Work to do:
[A] Translate this sentence from the passage about Milton Caniff into Spanish: "Caniff recognized the offer as a chance to obtain creative independence and financial security for his future."
[B] Find every line in the listing below that contains the word "door", and copy each of those lines.

In his book Meanwhile … A Biography of Milton Caniff, R.C. Harvey recounts the 1945 meeting between Caniff and Marshall Field III, publisher of the Chicago Sun. Field was looking for content to boost circulation in his battle with the rival Chicago Tribune. A new comic strip drawn by Caniff would fit the bill perfectly.

Caniff recognized the offer as a chance to obtain creative independence and financial security for his future. When asked what he would need to leave Terry and start a new strip for The Chicago Sun Syndicate of Field Enterprises, Caniff said he wanted complete creative control and ownership. Field agreed.

To be fair, Caniff was not the first artist to walk away from a big property or ask for greater control and ownership of his work.

Richard A. Bauman’s Steve Canyon collection contains a number of fanzines, including a
complete run of Caniffites/Caniffites Journal. Here are the first ten issues.

As early as 1940, Will Eisner struck a deal with The Des Moines Register and Tribune Syndicate to create a sixteen-page comic book supplement to be inserted in the Sunday comics section of the syndicate’s newspapers. Not only did Eisner oversee all of the content, he created the lead feature, The Spirit.

Part of Eisner’s deal was that ownership of the supplement’s contents would revert to him once the syndicate ceased publishing it, which it did in 1952. Thereafter, he was able to license reprints of The Spirit and other features.

Cartoonist Roy Crane took an offer in 1943 from the King Features Syndicate to abandon his strip Wash Tubbs — what many consider to be the first true adventure strip — to create Buz Sawyer, which he would own outright.

Hundreds of loose daily and Sunday strips are sprinkled throughout the scrapbooks,
including these two Spanish-language strips from 1947.

When I first read about Caniff’s decision to leave Terry and the Pirates, I wasn’t necessarily shocked. As a comic book collector since the 1970s, I’d read many stories about artists and writers trying to wrestle ownership of their creations from publishers. Whether it was Jerry Siegel and Joe Shuster with Superman or Joe Simon with Captain America, creator’s rights was a big topic of discussion among comics professionals and fans.

I admired Caniff for having confidence in his abilities and taking what, at first, many people must’ve seen as a terrible risk. Terry was a phenomenal success. Why turn your back on that?

Since Caniff could not work on the new strip until he’d finished his final installment of Terry, little was know about Steve Canyon until it debuted on Monday, January 13, 1947. Even so, the Chicago Sun Syndicate had been able to sign up 234 newspapers — a sizable number — strictly on Caniff’s reputation alone.

In short order, Steve Canyon turned out to be a hit. Caniff employed all of his storytelling gifts to generate excitement about his new hero, a World War II Army Air Corps veteran, who now operated a private air freight business. It was a more mature strip than Terry and the Pirates, capturing the postwar unease of veterans and their families transitioning back to normality as the Cold War began to loom.

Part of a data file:

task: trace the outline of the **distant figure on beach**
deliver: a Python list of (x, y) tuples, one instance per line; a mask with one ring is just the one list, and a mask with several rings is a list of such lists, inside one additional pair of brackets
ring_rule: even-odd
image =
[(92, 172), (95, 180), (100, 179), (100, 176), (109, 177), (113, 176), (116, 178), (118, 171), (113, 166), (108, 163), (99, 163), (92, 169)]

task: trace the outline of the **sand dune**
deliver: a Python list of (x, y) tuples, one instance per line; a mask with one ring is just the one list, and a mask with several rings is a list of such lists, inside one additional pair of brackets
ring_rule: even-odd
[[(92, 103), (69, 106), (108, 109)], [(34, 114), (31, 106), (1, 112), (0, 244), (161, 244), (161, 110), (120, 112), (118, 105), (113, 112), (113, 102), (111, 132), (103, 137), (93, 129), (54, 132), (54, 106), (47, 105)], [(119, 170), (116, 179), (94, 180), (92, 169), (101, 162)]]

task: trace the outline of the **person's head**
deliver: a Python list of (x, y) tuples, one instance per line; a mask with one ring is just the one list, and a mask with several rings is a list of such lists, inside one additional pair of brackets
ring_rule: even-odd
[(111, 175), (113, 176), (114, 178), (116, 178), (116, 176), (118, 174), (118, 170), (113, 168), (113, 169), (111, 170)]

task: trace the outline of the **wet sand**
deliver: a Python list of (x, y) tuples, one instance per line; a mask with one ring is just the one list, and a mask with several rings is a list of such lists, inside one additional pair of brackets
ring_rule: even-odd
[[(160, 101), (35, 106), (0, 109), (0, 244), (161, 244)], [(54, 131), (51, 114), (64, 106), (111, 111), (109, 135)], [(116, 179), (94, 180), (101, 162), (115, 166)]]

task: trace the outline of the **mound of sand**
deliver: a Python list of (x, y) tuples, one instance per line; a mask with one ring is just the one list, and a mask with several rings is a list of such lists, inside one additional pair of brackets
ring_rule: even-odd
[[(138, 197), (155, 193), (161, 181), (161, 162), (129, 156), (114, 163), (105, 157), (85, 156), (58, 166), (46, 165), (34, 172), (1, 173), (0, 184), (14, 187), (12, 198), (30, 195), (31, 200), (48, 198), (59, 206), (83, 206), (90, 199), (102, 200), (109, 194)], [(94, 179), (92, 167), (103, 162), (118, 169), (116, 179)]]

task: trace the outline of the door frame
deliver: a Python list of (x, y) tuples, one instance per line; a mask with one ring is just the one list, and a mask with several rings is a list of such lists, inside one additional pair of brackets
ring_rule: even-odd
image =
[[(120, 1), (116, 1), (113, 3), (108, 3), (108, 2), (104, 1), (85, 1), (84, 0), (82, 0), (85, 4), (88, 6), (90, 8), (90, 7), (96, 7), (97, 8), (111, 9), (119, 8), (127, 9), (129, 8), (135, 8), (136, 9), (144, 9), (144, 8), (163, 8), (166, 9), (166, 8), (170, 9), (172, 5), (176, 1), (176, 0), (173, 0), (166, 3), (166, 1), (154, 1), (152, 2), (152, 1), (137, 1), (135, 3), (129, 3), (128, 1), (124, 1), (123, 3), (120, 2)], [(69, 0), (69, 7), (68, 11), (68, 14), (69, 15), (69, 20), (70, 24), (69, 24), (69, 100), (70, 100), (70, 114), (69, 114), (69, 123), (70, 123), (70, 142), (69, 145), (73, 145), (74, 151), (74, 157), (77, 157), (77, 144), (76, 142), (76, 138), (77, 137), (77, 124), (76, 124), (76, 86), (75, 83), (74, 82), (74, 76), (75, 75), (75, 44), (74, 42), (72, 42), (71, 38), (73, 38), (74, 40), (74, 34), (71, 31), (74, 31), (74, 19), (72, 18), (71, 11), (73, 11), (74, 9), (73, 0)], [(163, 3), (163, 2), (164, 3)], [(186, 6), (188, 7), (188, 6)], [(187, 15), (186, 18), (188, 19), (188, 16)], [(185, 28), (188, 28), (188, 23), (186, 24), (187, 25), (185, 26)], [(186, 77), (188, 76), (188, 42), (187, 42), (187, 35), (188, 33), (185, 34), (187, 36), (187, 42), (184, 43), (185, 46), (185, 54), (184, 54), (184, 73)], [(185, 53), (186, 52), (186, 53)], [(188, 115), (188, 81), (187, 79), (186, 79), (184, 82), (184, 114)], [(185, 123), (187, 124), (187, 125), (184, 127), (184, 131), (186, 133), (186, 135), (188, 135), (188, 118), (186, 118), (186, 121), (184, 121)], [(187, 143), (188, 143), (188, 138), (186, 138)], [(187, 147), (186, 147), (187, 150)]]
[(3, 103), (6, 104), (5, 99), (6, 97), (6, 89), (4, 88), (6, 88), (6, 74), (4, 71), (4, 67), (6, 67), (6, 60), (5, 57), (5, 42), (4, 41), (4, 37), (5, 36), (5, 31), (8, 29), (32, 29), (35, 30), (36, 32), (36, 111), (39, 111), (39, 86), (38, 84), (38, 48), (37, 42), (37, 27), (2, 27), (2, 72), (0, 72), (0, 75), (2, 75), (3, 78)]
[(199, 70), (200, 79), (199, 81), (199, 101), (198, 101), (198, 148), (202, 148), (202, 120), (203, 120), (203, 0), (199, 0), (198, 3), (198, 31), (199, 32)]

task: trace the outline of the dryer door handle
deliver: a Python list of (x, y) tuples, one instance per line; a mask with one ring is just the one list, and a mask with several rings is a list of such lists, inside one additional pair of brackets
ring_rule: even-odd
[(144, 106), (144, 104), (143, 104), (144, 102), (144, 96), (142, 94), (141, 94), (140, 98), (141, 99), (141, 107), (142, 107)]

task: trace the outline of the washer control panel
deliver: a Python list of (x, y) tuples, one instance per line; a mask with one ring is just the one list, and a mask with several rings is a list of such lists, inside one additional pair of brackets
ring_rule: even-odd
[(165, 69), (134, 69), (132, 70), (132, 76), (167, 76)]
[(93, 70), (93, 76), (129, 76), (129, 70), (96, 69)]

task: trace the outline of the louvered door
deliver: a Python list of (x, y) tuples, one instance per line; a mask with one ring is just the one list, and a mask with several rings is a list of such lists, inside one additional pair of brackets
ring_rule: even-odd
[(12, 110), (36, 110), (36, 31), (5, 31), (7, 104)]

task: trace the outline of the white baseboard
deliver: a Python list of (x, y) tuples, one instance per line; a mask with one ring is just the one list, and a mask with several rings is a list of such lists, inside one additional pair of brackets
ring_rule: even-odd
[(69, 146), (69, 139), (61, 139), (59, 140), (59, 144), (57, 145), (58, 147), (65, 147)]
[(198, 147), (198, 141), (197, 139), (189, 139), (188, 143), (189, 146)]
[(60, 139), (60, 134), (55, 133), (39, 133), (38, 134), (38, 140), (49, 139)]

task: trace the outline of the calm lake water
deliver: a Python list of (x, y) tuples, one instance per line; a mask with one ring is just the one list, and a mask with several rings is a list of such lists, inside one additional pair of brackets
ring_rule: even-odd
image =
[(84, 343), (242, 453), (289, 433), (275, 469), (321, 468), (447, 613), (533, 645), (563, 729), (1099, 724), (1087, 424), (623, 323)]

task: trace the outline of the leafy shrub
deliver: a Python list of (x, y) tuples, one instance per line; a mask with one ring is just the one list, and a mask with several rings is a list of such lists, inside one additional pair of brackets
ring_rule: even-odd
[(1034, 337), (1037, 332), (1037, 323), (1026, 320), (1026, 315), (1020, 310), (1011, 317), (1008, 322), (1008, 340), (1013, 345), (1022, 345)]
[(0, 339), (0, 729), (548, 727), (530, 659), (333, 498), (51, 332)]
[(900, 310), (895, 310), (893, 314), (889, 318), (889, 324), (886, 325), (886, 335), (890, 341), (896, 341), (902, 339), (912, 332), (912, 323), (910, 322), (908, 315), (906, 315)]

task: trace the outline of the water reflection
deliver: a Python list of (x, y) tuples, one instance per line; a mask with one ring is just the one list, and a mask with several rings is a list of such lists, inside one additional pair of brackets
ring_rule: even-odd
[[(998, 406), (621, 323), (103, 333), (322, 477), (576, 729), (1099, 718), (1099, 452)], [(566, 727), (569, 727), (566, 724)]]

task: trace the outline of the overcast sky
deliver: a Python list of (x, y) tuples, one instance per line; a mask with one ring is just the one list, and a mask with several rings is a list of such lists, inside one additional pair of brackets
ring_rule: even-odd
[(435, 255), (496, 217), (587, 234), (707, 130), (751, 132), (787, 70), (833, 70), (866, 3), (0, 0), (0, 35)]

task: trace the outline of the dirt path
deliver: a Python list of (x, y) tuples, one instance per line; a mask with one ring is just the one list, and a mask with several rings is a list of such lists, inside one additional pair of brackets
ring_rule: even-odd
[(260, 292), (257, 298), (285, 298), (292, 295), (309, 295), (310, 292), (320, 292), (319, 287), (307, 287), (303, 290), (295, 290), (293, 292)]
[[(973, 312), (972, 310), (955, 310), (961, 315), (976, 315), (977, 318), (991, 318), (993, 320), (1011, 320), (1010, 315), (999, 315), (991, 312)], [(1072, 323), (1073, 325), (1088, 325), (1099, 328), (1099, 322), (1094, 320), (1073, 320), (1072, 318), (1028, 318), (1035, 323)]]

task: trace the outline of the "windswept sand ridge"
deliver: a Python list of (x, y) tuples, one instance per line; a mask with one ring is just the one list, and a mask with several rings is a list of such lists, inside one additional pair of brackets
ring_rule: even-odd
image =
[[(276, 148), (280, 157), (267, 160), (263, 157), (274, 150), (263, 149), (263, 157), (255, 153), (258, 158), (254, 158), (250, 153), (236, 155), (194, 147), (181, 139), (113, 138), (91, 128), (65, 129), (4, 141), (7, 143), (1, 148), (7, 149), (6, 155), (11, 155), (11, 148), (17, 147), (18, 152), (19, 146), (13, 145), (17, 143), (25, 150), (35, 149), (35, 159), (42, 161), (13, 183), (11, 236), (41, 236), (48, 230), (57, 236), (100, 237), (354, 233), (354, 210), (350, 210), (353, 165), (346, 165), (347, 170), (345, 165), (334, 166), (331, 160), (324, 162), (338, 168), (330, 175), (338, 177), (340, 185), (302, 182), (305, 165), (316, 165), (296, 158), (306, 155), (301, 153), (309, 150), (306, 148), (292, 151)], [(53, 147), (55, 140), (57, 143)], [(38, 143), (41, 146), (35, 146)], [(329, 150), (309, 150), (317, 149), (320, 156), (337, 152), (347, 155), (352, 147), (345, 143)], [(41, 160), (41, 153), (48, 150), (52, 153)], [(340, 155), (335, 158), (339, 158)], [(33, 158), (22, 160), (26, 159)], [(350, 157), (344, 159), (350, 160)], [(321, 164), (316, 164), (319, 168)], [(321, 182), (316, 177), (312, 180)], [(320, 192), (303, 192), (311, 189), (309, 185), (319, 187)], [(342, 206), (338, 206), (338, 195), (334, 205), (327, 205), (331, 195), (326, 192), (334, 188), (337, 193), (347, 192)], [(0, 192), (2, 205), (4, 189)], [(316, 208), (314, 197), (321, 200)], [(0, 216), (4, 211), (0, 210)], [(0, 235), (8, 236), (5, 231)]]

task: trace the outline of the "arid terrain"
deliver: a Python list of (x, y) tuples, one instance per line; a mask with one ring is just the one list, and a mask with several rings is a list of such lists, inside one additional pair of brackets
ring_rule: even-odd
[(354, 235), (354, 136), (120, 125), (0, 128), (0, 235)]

Answers to the exercise:
[A] Caniff reconoció la oferta como una oportunidad para obtener independencia creativa y seguridad económica para su futuro.

[B]
task: trace the outline of the door frame
task: trace the outline of the dryer door handle
task: trace the outline of the louvered door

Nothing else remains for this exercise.